### TASKS
a) Reproduce part of the Mariners game recap word for word: begin at the words "Initially, the game" and stop after "Guardians' backup catcher.".
b) Name every baseball player the Mariners game recap mentions by name.

### TEXT SEGMENT

Last night I went to my first Mariners game of the nascent 2023 season, a 9-inning affair against Cleveland that the M's lost 2-0. It took 2 hours and 5 minutes. Thank you, pitch timer. If I'm going to see my team get shut out in low 40s temps, I'll take the speedy variety.
Initially, the game felt like it was going to be zippy in action as well as gametime. In the top of the 1st, the Guardians' best player, Jose Ramirez, lined a two-out single to right and then promptly stole second against the Mariners' backup catcher Tom Murphy. In the bottom of the 1st, the Mariners' best player, Julio Rodriguez, led off with a seeing-eye single to left and then promptly stole second against the Guardians' backup catcher.
Bigger bases, fewer throwovers: Gentlemen, start your engines! It's like Oprah: You get a stolen base, you get a stolen base, we all get a stolen base!
Except that was the last stolen base of the game. In the bottom of the 2nd, the M's new right fielder, Teoscar Hernanez, drew a one-out walk and promptly stole second. Well, he looked safe—from 300 level behind homeplate—but I guess they tapped his helmet before he arrived. He disputed, the M's didn't, that was that. And it was the last SB attempt of the game. Not that there were a lot of baserunners to give it a go. Half the game was three up/three down, and of the M's whopping three hits, one was Julio's seeing-eye single, one was Julio's bad hop/E6, and one was a one-out double to right in the 8th inning by Tommy La Stella off of the Guardians' beleaguered reliever James Karinchak.

### ROWS
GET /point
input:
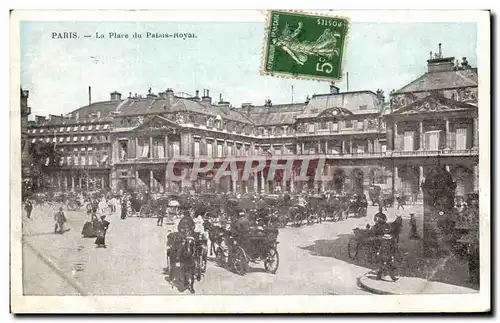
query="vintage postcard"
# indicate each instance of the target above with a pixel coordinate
(250, 161)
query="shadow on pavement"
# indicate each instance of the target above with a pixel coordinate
(410, 261)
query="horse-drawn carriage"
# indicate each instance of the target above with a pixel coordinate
(259, 244)
(369, 239)
(186, 258)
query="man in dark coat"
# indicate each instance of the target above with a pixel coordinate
(385, 256)
(102, 228)
(28, 206)
(186, 224)
(60, 219)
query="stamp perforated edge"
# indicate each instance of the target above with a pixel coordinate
(264, 50)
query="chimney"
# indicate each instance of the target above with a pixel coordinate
(334, 89)
(115, 96)
(169, 95)
(206, 100)
(40, 119)
(438, 63)
(380, 96)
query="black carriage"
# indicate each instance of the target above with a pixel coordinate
(174, 256)
(259, 245)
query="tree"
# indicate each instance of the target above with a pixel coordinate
(36, 161)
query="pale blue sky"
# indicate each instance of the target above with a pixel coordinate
(225, 58)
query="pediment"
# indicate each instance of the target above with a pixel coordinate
(334, 112)
(433, 104)
(154, 123)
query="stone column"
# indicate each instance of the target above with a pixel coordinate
(397, 183)
(396, 137)
(151, 147)
(421, 135)
(151, 180)
(448, 134)
(137, 152)
(475, 138)
(166, 147)
(166, 175)
(476, 178)
(255, 183)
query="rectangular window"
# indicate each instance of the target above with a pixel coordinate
(219, 150)
(210, 148)
(408, 141)
(431, 140)
(196, 149)
(461, 139)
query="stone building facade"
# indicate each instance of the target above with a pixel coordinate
(364, 140)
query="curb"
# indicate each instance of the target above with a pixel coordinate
(371, 289)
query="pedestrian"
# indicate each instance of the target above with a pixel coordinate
(385, 255)
(413, 227)
(28, 206)
(102, 228)
(60, 219)
(161, 215)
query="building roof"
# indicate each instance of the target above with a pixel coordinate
(359, 102)
(276, 114)
(441, 80)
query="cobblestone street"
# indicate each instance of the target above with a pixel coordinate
(313, 260)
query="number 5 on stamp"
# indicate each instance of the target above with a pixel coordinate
(304, 46)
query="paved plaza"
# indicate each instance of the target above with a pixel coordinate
(313, 259)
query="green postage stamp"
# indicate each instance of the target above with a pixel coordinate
(304, 46)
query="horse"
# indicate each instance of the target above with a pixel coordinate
(187, 259)
(215, 235)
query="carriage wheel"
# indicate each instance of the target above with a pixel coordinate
(219, 257)
(239, 261)
(272, 261)
(353, 248)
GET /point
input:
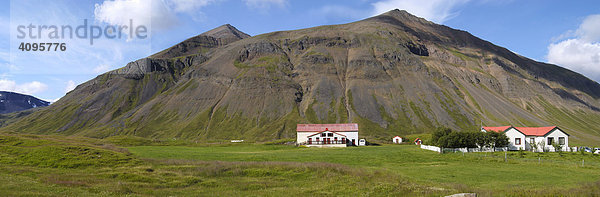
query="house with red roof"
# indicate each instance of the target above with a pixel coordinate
(523, 137)
(327, 135)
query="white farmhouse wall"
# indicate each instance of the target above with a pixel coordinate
(542, 141)
(556, 133)
(302, 137)
(513, 134)
(396, 140)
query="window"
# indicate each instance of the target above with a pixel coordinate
(561, 140)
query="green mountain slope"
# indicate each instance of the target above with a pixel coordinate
(394, 74)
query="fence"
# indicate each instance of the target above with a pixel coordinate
(485, 149)
(431, 148)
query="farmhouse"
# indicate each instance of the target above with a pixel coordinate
(525, 138)
(397, 140)
(327, 135)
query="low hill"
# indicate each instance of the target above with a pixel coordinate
(394, 74)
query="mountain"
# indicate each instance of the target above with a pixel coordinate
(394, 74)
(13, 102)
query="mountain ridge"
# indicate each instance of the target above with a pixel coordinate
(394, 74)
(13, 102)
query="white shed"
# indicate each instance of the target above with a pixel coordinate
(397, 140)
(524, 137)
(362, 142)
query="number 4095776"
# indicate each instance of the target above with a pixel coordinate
(25, 46)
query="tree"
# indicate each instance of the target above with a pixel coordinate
(483, 139)
(498, 139)
(542, 144)
(534, 147)
(557, 147)
(438, 134)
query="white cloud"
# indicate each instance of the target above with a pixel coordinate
(25, 88)
(434, 10)
(151, 13)
(70, 86)
(102, 68)
(589, 30)
(188, 5)
(265, 4)
(155, 14)
(342, 12)
(581, 52)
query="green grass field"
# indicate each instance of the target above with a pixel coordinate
(32, 165)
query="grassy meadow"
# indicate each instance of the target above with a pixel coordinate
(36, 165)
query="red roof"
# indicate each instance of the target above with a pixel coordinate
(529, 131)
(537, 131)
(329, 131)
(497, 129)
(323, 127)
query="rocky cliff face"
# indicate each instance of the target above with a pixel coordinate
(14, 102)
(393, 74)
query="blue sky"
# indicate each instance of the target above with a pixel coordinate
(566, 33)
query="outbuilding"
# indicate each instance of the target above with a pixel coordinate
(418, 141)
(397, 140)
(327, 135)
(526, 138)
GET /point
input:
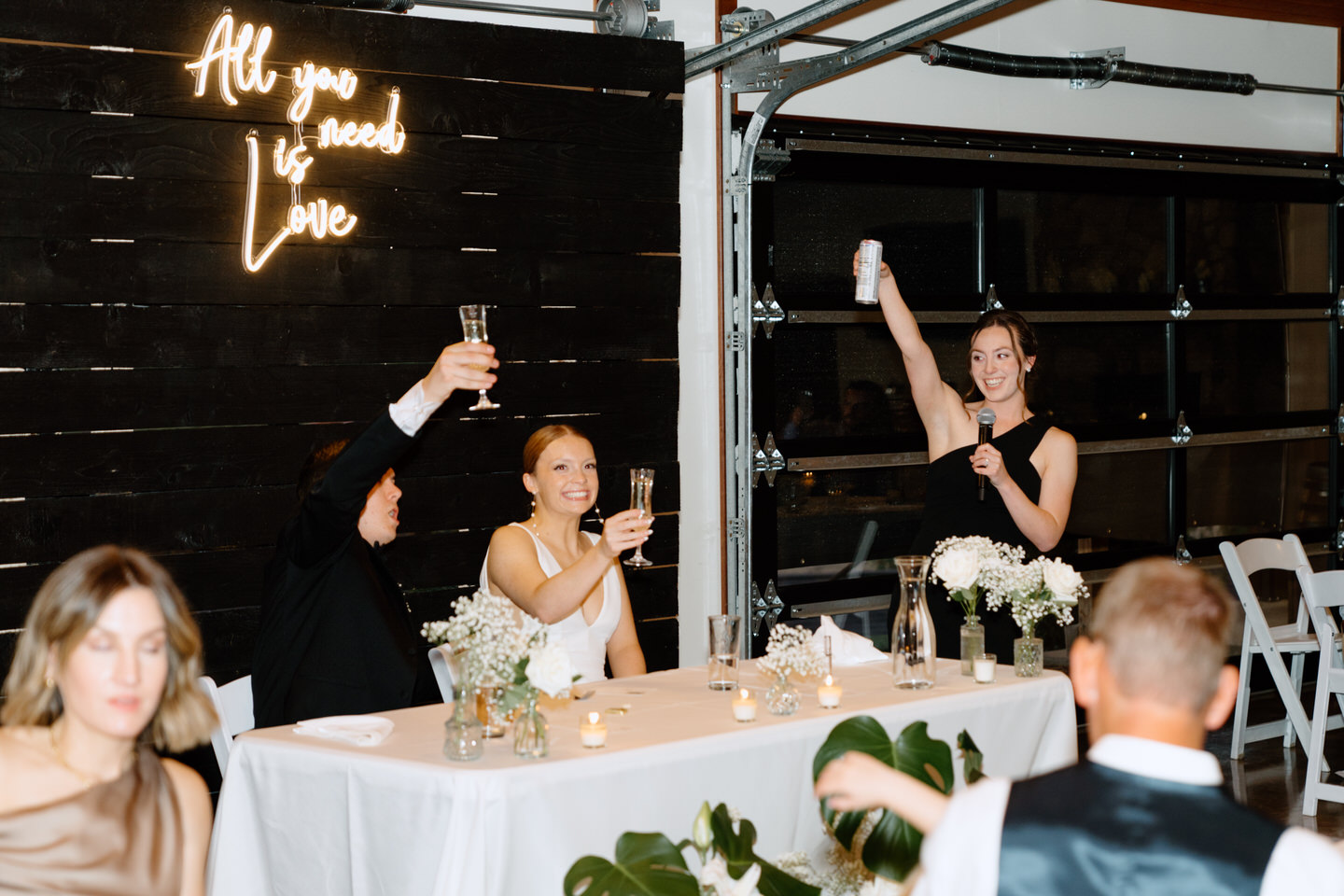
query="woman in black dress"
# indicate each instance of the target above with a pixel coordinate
(1029, 465)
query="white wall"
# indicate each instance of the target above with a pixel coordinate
(906, 91)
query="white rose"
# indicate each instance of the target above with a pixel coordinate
(958, 568)
(1062, 581)
(549, 669)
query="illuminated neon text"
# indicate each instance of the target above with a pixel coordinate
(237, 55)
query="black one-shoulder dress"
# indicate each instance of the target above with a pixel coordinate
(953, 508)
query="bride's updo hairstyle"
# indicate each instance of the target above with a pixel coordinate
(539, 441)
(1023, 343)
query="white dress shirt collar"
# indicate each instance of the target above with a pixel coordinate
(1156, 759)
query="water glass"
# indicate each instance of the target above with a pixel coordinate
(724, 649)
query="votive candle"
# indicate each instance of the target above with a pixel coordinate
(744, 706)
(828, 693)
(984, 668)
(593, 731)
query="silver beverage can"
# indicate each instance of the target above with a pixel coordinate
(870, 269)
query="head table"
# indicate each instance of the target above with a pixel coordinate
(301, 816)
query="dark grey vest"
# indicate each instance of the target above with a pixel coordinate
(1092, 831)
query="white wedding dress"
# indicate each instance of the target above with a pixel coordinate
(586, 644)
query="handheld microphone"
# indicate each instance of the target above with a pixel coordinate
(986, 416)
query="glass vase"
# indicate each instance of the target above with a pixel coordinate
(782, 697)
(465, 737)
(1027, 656)
(972, 644)
(914, 653)
(488, 708)
(530, 731)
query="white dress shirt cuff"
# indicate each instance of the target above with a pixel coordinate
(412, 410)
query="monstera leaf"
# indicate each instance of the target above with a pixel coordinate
(738, 849)
(892, 847)
(971, 758)
(645, 865)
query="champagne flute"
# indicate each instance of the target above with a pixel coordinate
(641, 500)
(473, 330)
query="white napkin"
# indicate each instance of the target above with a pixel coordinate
(847, 648)
(362, 731)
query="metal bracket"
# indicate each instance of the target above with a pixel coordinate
(745, 69)
(765, 609)
(1113, 55)
(1183, 433)
(770, 161)
(765, 459)
(992, 302)
(765, 311)
(1181, 305)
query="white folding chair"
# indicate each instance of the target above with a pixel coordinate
(1270, 642)
(446, 669)
(1323, 590)
(232, 706)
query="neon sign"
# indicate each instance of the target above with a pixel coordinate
(237, 57)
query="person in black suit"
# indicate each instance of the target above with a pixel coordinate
(336, 636)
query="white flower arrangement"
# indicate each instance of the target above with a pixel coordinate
(504, 647)
(790, 651)
(965, 565)
(1035, 590)
(715, 879)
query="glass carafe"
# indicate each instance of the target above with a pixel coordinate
(914, 653)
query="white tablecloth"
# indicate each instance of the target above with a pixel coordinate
(300, 816)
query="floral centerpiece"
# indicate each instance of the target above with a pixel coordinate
(791, 651)
(964, 566)
(1046, 586)
(510, 651)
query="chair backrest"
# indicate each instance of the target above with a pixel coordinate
(1252, 556)
(1322, 592)
(445, 669)
(232, 706)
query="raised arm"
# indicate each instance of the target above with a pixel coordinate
(516, 572)
(623, 649)
(1043, 523)
(858, 780)
(934, 399)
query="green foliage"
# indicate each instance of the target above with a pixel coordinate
(892, 847)
(738, 850)
(971, 757)
(645, 865)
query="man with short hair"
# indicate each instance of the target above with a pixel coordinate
(336, 636)
(1145, 812)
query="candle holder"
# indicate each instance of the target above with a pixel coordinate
(984, 668)
(593, 731)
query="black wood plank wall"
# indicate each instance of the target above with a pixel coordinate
(155, 394)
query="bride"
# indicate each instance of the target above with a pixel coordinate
(567, 578)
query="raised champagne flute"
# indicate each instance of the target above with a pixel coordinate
(641, 500)
(473, 330)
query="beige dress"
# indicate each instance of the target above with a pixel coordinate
(119, 838)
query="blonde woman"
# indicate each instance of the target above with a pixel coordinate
(107, 658)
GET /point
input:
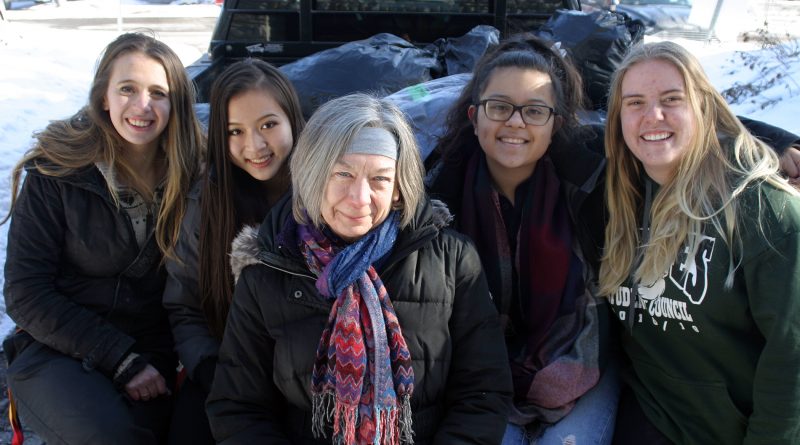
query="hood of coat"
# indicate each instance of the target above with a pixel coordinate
(88, 177)
(268, 245)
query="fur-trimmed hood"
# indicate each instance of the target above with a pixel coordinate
(252, 241)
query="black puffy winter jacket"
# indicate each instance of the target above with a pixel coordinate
(76, 279)
(462, 388)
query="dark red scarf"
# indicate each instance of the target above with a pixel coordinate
(559, 361)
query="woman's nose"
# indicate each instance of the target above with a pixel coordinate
(359, 191)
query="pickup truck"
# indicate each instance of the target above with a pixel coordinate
(283, 31)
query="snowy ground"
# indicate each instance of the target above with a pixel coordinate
(45, 73)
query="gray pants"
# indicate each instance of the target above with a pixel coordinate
(65, 404)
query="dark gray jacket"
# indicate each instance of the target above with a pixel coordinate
(76, 279)
(194, 341)
(462, 385)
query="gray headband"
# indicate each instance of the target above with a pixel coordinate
(374, 141)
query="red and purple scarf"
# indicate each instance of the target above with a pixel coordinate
(362, 379)
(559, 360)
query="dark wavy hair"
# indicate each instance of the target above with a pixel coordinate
(524, 51)
(231, 198)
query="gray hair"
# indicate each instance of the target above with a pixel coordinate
(325, 140)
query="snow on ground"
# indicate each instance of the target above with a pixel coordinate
(45, 75)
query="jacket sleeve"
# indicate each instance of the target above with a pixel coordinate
(245, 406)
(773, 290)
(478, 394)
(776, 137)
(194, 341)
(34, 259)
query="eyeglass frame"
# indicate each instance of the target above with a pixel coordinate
(515, 109)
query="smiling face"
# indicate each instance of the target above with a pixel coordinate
(512, 147)
(259, 134)
(137, 100)
(359, 194)
(657, 120)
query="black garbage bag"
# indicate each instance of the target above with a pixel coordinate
(459, 54)
(597, 42)
(380, 65)
(426, 106)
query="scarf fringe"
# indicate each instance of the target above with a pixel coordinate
(406, 420)
(393, 426)
(322, 407)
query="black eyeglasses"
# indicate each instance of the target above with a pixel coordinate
(501, 111)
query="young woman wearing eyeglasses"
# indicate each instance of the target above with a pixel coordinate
(498, 180)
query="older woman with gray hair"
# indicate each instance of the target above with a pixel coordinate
(357, 317)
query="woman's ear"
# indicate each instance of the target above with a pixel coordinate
(558, 121)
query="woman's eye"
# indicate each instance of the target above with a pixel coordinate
(534, 111)
(500, 108)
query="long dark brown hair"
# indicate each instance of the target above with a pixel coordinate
(231, 198)
(72, 144)
(523, 51)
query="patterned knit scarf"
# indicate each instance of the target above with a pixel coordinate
(362, 379)
(559, 360)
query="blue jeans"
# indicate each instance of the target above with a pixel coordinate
(591, 421)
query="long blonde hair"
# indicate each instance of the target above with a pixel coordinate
(72, 144)
(722, 160)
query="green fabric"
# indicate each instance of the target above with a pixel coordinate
(722, 366)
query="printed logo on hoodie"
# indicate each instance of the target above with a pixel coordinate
(689, 275)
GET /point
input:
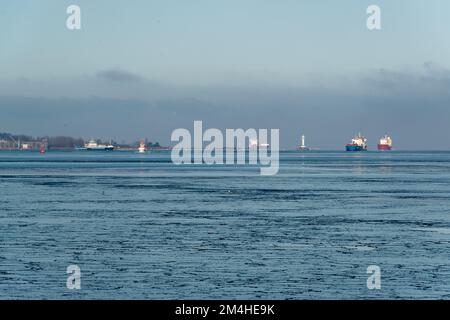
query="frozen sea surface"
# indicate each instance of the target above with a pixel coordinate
(140, 227)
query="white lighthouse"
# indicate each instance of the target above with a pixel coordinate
(303, 146)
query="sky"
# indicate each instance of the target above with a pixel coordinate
(144, 68)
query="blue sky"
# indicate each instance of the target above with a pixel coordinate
(226, 54)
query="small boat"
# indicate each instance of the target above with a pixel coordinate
(385, 143)
(142, 148)
(303, 147)
(359, 143)
(92, 145)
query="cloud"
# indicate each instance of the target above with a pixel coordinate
(118, 75)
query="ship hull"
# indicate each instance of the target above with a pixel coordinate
(354, 148)
(384, 147)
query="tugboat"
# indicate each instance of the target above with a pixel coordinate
(385, 143)
(359, 143)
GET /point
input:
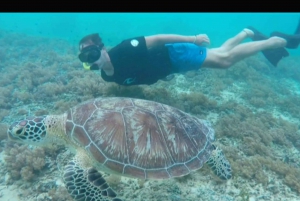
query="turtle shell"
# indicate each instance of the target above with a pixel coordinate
(140, 138)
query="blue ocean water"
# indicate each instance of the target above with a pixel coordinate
(114, 27)
(40, 76)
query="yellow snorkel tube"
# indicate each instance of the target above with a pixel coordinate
(86, 66)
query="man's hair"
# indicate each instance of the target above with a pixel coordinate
(95, 38)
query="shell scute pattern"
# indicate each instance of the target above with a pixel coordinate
(140, 138)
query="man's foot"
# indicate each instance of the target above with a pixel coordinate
(249, 32)
(277, 42)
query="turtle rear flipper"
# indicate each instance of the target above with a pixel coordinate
(219, 164)
(87, 184)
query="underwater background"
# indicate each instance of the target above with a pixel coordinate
(253, 106)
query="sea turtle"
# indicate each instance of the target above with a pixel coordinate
(131, 137)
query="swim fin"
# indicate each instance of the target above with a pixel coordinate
(293, 41)
(272, 55)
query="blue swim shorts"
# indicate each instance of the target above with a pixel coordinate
(186, 56)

### ANSWERS FOR THE EXERCISE
a)
Initially, the game felt like it was going to be zippy in action as well as gametime. In the top of the 1st, the Guardians' best player, Jose Ramirez, lined a two-out single to right and then promptly stole second against the Mariners' backup catcher Tom Murphy. In the bottom of the 1st, the Mariners' best player, Julio Rodriguez, led off with a seeing-eye single to left and then promptly stole second against the Guardians' backup catcher.

b)
Jose Ramirez
Tom Murphy
Julio Rodriguez
Teoscar Hernanez
Tommy La Stella
James Karinchak